PASSAGE PROVIDED:
* begin *
Wages & salaries rose at a solid pace, but Social Security payments returned to trend after a spike in April due to policy changes.
By Wolf Richter for WOLF STREET.
The recession talk started heating up again on Friday when the personal income data for May hit the news. Total personal income from all sources fell by 0.4% in May from April, the first month-over-month decline since September 2021. Personal income drops during a recession. So a drop in personal income, if persistent, is a worrisome event.
This is total consumer income. It includes wages and salaries, contributions by employers to retirement funds and social insurance, rental income, interest and dividend income, farm and small business income, and personal transfer receipts such as Social Security benefits paid to beneficiaries. In May, this income fell by 0.4% to a seasonally adjusted annual rate (SAAR) of $25.7 trillion.
But that drop was a false alarm, in terms of the economy. There was a big culprit, and it had nothing to do with the economy, but with changes in government policy.
The culprit was Social Security. Income from personal transfer receipts plunged by 2.2%, or by an annual rate of $110 billion, in May from April, after having spiked by 2.5% in April from March due to government policy changes that expanded beneficiaries and increased the benefits of some beneficiaries, which then triggered catch-up payments in April. And in May, payments returned to trend.
* end *
GIVEN INFORMATION:
* begin *
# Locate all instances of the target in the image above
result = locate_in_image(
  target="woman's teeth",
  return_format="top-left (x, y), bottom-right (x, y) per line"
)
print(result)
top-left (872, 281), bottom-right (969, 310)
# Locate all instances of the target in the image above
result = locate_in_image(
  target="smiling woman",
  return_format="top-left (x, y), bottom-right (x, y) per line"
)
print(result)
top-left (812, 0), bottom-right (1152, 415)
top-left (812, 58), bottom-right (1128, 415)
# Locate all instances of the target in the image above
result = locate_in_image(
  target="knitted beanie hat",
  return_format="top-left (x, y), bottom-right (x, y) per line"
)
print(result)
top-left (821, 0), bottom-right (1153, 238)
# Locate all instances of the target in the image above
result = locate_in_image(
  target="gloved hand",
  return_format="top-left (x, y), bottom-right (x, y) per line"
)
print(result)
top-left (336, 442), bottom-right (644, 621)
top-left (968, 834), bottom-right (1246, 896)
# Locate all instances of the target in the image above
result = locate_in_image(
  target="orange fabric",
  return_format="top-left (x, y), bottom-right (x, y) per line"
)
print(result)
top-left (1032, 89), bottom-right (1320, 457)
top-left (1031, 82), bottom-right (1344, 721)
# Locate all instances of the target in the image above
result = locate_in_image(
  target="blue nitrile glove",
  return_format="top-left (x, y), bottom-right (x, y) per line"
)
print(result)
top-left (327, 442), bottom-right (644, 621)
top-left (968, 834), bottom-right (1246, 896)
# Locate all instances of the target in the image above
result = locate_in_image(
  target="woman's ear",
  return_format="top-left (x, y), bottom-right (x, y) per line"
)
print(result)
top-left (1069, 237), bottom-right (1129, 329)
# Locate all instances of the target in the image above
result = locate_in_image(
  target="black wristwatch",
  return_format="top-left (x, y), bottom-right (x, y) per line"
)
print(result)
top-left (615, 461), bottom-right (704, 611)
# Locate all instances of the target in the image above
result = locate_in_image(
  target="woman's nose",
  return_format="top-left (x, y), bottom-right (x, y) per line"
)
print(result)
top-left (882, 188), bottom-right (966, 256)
* end *
INSTRUCTION 1:
Reproduce, word for word, the part of the article on May personal income that opens with the words containing "The culprit was" and closes with "returned to trend.".
INSTRUCTION 2:
Supply the next portion of the article on the May drop in personal income, beginning after its final sentence.

FINAL RESULT 1:
The culprit was Social Security. Income from personal transfer receipts plunged by 2.2%, or by an annual rate of $110 billion, in May from April, after having spiked by 2.5% in April from March due to government policy changes that expanded beneficiaries and increased the benefits of some beneficiaries, which then triggered catch-up payments in April. And in May, payments returned to trend.

FINAL RESULT 2:
Conversely, these Social Security catch-up payments had fattened up the increase in total income in April to +0.7%.
Compensation of employees: solid growth. The total of wages and salaries, plus contributions paid by employers to retirement funds and government social insurance rose by 0.4% in May from April, which was exactly average for the past 12 months.
Year-over-year, compensation of employees rose by 4.9%, to a record seasonally adjusted annual rate of $15.7 trillion.
This all-important labor market gauge, which includes wage increases, is growing at a solid pace.
Income from Dividends and Interest has been wobbling along at record levels all year. In May, they were essentially unchanged, at a seasonally adjusted annual rate of $4.0 trillion, up by 1.1% from a year ago.
About half of the income is from dividends and half from interest.
“Proprietors’ income” (income from personally owned businesses and farms) fell by 2.3% in May from the record in April, but that drop only partially undid the big spike in March and April.
Over the three months combined, income rose by 0.5%. Year-over-year, income rose by 2.3%.
The month-to-month drop ($49 billion SAAR) was mostly due to the always super-volatile but minuscule income from personally-owned farms, which fell by $41 billion SAAR in May to a seasonally adjusted annual rate of $42 billion, after big-percentage jumps in the prior months.
Nonfarm proprietors’ income – revenues minus expenses from personally owned small businesses – dipped by 0.3% from the record in April, to a seasonally adjusted annual rate of $2.01 trillion.
All these figures here are annual rates. To get a very rough feel for the actual monthly dollars, divide the dollar figures by 12. That’s obviously not how seasonally adjusted annual rates are figured, but it gives you a very rough feel for the monthly magnitudes.
Rental income of “persons” dipped a hair in May, to a seasonally adjusted annual rate of $1.1 trillion. This was still up 3.9% year-over-year. Rental income reflects revenues from rents minus expenses. This is personal rental income, such as mom-and-pop landlords have.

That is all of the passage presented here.